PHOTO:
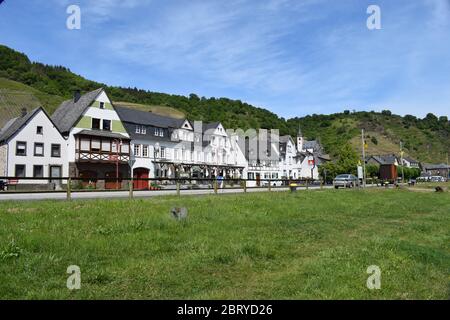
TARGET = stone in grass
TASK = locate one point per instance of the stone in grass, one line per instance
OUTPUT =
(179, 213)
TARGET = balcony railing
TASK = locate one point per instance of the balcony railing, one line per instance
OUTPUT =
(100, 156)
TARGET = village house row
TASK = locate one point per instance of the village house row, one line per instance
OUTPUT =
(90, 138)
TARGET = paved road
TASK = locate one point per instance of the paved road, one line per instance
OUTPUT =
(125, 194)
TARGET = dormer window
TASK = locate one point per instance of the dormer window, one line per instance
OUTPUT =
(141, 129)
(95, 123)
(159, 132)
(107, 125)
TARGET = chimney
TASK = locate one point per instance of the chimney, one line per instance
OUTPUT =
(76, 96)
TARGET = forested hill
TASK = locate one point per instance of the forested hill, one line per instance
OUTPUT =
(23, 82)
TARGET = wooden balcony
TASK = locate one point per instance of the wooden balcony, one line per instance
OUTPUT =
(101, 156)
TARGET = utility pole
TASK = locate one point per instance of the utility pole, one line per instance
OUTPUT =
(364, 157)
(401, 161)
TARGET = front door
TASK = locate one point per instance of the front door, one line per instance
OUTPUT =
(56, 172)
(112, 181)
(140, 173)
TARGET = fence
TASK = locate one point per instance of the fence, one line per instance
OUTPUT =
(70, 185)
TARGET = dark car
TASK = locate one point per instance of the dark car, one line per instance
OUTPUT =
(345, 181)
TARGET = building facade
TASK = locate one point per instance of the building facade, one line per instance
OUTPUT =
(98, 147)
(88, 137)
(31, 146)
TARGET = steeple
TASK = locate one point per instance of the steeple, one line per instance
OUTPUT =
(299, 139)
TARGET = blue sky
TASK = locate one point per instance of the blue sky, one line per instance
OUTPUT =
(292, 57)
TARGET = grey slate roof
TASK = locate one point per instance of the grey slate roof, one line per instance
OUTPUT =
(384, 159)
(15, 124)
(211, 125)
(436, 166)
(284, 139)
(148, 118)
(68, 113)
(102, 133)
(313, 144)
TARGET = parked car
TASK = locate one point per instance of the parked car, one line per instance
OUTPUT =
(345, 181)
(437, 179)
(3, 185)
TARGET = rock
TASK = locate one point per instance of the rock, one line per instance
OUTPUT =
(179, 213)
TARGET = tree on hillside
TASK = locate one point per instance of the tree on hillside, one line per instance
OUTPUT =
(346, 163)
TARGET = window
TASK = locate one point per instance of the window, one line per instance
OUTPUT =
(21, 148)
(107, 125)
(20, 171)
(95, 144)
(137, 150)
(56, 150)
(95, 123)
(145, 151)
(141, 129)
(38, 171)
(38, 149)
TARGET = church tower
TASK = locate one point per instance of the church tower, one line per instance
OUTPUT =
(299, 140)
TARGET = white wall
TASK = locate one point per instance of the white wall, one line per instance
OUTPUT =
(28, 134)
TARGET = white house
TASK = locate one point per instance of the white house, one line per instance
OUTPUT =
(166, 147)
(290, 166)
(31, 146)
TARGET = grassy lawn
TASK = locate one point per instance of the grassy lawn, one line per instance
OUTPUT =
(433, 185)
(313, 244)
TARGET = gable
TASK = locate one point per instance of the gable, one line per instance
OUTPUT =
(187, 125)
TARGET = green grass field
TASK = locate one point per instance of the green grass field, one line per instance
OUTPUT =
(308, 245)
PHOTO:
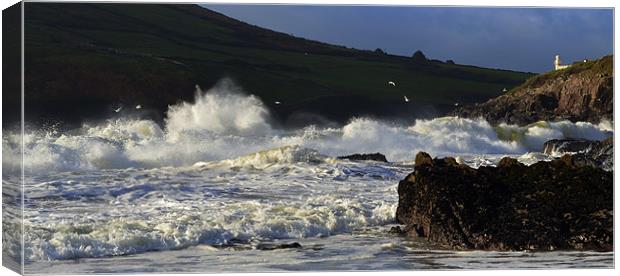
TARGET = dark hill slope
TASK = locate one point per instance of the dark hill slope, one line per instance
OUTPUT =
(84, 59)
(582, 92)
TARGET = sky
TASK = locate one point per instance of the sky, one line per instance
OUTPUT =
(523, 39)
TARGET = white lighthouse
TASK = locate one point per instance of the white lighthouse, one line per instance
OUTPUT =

▶ _TRY IT_
Please say how many lines in the records above contain the word "tower", giving the number alone.

▶ _RESPONSE AREA_
2